━━ Supplied text ━━

Who was former Hinsdalean Grace Bagley?

Researching the lives of prominent personages from the past comes naturally to historian Julia Bachrach. But when the starting point is Hinsdale's only Frank Lloyd Wright house, digging up details about one of its original occupants is a different kind of fact-finding expedition.

To compose the exhibit "Finding Grace: The Forgotten Story of Social Reformer Grace Bagley" - currently on display in the 1894 home Wright designed for Bagley and her husband, Frederick (see Page 40 for details) - Bachrach, together with historic preservationist Jean Follett, used every traditional and digital resource available. Their work yielded a portrait of a woman keen on improving the lives of immigrants in late 19th-century Chicago. Her work even brought her into the orbit one of the most famous social activists of the day.

"There are handwritten letters from Jane Addams, and you can tell they were very close friends," Bachrach said of the Hull House settlement co-founder.

Asked in an 1918 interview about her commitment to the under-served, Bagley shared how she had "drifted into Hull House, as do most Chicago women, when they begin to want to help other people, and got quite interested in the work there among the foreign population."

The tenement building her husband owned on the Near West Side would be her field of outreach. She became the building's manager and even took Italian lessons in order to better communicate with residents.

"It was like having a full-time job," Bachrach said. "She became a national expert on housing reform."

Active in the Chicago Women's Club, Bagley was among a group that challenged prevailing prejudices of the era in advancing black social activist Fanny Barrier Williams for club membership.

"They decided to kind of rock the vote and nominate her," Bachrach said. "They wanted to change the rules and break through some of the racial barriers."

In 1899 Bagley and her CWC cohorts were successful in establishing the nation's first juvenile court system in Chicago.

"She was very concerned with juvenile boys living in cells with hardened adult male criminals," Bachrach said of the mother of three. "She tried to make sure that the boys would be educated while they were in prison."

Frederick's work took them to Boston, where in the early 20th century the cause of women's suffrage was gaining traction. Bachrach told of a meeting Bagley and her daughter, Elizabeth, convened with dozens of women at their home to promote suffrage. Bagley would go on to become a director in the National Women Suffrage Association.

But she never lost her heart for the Italian immigrant community, helping them assimilate by organizing English classes in Boston.

"She would give a speech to congratulate them on completing their first session, and she delivered it in Italian. I thought that was so cool," Bachrach said.

Understanding more about Grace Bagley confers greater significance to the place she lived, Bachrach said.

"She was a privileged woman, but she didn't choose to live her life as a privileged woman did at that time. It makes you want to do more."

━━━
━━ Input data ━━

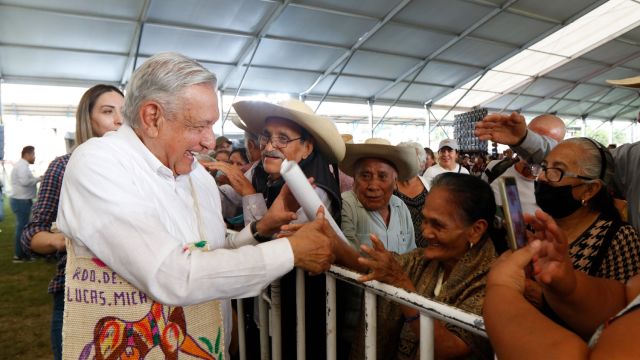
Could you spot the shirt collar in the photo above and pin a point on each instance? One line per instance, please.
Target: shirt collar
(149, 158)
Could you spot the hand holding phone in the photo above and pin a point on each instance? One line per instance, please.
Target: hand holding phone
(515, 226)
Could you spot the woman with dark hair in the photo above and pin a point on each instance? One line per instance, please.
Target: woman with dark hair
(572, 186)
(99, 111)
(457, 225)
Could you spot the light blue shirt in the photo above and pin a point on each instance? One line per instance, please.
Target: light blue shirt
(358, 223)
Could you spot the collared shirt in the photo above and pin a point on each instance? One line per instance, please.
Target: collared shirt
(23, 183)
(119, 202)
(358, 223)
(44, 213)
(436, 170)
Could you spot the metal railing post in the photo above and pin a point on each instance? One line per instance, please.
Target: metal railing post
(370, 340)
(427, 343)
(331, 317)
(300, 318)
(276, 335)
(264, 328)
(242, 342)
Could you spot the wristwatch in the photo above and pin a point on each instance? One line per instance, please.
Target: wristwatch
(256, 235)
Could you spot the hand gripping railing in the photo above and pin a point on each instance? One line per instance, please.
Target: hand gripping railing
(429, 310)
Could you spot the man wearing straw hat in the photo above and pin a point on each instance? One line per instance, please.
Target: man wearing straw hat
(371, 207)
(511, 130)
(290, 130)
(138, 202)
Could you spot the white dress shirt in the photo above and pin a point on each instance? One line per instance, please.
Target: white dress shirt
(121, 203)
(23, 183)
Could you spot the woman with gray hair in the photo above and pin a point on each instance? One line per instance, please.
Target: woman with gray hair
(573, 187)
(413, 192)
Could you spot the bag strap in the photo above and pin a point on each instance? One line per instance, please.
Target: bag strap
(604, 247)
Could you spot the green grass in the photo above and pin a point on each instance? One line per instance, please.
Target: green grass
(25, 305)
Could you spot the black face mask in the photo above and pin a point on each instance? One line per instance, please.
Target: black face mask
(556, 201)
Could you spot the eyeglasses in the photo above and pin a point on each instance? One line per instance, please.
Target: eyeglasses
(554, 174)
(278, 142)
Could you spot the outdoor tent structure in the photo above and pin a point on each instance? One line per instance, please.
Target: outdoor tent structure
(418, 53)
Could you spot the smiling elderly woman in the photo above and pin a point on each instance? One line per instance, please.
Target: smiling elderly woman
(458, 219)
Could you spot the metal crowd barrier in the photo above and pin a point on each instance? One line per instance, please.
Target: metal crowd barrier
(429, 310)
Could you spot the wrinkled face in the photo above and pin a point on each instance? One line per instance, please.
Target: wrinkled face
(445, 232)
(566, 157)
(430, 162)
(30, 157)
(106, 115)
(447, 157)
(237, 160)
(296, 150)
(374, 182)
(222, 156)
(191, 131)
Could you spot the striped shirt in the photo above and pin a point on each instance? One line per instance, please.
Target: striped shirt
(44, 214)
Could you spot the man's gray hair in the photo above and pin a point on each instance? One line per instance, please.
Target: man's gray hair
(163, 78)
(420, 153)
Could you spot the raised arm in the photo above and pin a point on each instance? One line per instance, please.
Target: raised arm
(512, 130)
(582, 301)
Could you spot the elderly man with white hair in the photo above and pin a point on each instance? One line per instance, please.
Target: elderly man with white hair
(138, 207)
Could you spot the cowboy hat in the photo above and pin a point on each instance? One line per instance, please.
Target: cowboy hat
(403, 159)
(325, 134)
(628, 82)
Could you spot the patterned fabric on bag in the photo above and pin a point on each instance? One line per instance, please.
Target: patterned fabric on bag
(105, 317)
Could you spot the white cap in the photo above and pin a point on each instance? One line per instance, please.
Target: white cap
(452, 143)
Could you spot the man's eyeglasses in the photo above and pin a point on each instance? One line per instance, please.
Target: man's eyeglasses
(554, 174)
(278, 142)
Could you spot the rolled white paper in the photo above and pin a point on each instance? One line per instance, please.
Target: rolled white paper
(304, 193)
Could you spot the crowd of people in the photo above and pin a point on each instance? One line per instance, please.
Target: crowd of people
(149, 193)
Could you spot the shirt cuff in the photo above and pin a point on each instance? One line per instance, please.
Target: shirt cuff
(278, 257)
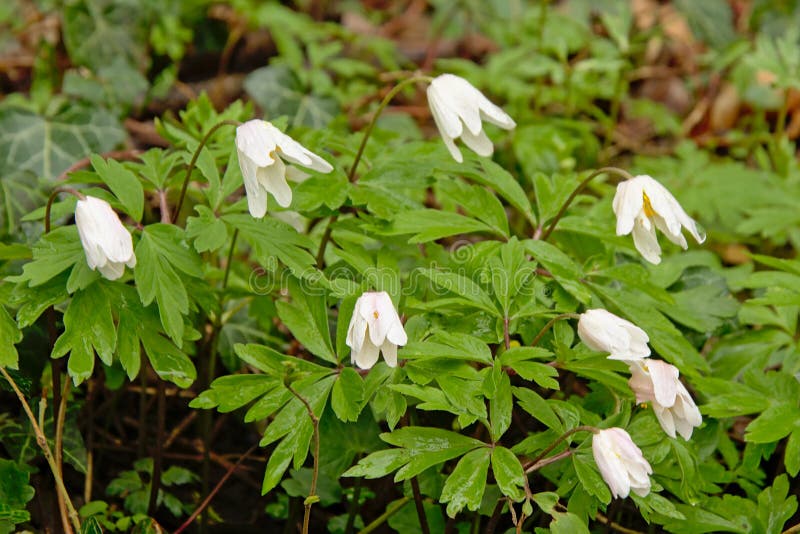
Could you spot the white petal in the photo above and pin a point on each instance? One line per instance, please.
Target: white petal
(389, 350)
(367, 356)
(273, 179)
(665, 382)
(628, 204)
(479, 143)
(646, 242)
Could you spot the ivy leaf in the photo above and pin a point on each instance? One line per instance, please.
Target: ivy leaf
(88, 328)
(19, 194)
(466, 484)
(159, 253)
(278, 92)
(47, 146)
(123, 183)
(10, 335)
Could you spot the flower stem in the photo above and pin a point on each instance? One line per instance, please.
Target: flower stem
(604, 170)
(312, 492)
(41, 440)
(550, 324)
(534, 464)
(193, 161)
(351, 176)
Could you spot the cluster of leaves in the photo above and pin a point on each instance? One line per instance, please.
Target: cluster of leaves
(455, 245)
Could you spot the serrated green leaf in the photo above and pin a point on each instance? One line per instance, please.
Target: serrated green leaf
(123, 183)
(466, 484)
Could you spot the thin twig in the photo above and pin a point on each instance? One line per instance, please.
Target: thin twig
(550, 324)
(193, 161)
(312, 492)
(41, 440)
(214, 491)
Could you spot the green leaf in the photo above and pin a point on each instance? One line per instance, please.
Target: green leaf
(500, 406)
(568, 523)
(278, 92)
(466, 484)
(47, 146)
(430, 225)
(590, 479)
(775, 506)
(561, 266)
(10, 335)
(531, 402)
(307, 318)
(88, 327)
(273, 239)
(461, 285)
(208, 232)
(347, 395)
(159, 253)
(508, 473)
(123, 183)
(774, 423)
(54, 253)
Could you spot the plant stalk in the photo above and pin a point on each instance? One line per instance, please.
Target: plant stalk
(577, 191)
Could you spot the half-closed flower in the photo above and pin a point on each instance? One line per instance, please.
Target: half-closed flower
(621, 463)
(603, 331)
(375, 327)
(641, 205)
(656, 382)
(262, 149)
(106, 242)
(458, 109)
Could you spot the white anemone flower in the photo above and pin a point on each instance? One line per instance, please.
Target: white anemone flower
(603, 331)
(621, 463)
(262, 149)
(657, 382)
(458, 108)
(106, 242)
(375, 326)
(641, 205)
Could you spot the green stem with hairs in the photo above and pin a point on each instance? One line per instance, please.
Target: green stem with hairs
(193, 162)
(351, 175)
(604, 170)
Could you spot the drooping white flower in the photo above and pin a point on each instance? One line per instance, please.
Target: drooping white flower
(603, 331)
(262, 149)
(641, 205)
(375, 326)
(106, 242)
(621, 463)
(657, 382)
(458, 108)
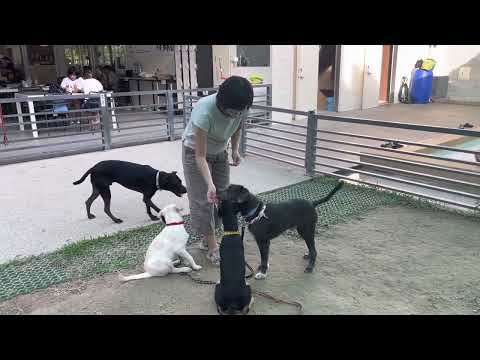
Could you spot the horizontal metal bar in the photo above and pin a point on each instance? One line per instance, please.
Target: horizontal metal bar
(144, 141)
(52, 113)
(249, 125)
(43, 98)
(55, 136)
(141, 113)
(276, 152)
(409, 182)
(19, 148)
(174, 91)
(399, 151)
(137, 133)
(136, 127)
(120, 122)
(395, 189)
(399, 125)
(282, 110)
(279, 122)
(125, 107)
(276, 137)
(274, 158)
(279, 145)
(48, 121)
(398, 141)
(408, 172)
(406, 162)
(59, 153)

━━━

- **Using the information**:
**a)** Repeat word for word everything in the Grace Bagley article from "To compose the" down to "of the day.".
**b)** According to the Grace Bagley article, what language did Bagley study so she could talk more easily with the tenement residents?
The listing above has no connection to the Grace Bagley article.

- **Answers**:
**a)**
To compose the exhibit "Finding Grace: The Forgotten Story of Social Reformer Grace Bagley" - currently on display in the 1894 home Wright designed for Bagley and her husband, Frederick (see Page 40 for details) - Bachrach, together with historic preservationist Jean Follett, used every traditional and digital resource available. Their work yielded a portrait of a woman keen on improving the lives of immigrants in late 19th-century Chicago. Her work even brought her into the orbit one of the most famous social activists of the day.

**b)** Italian.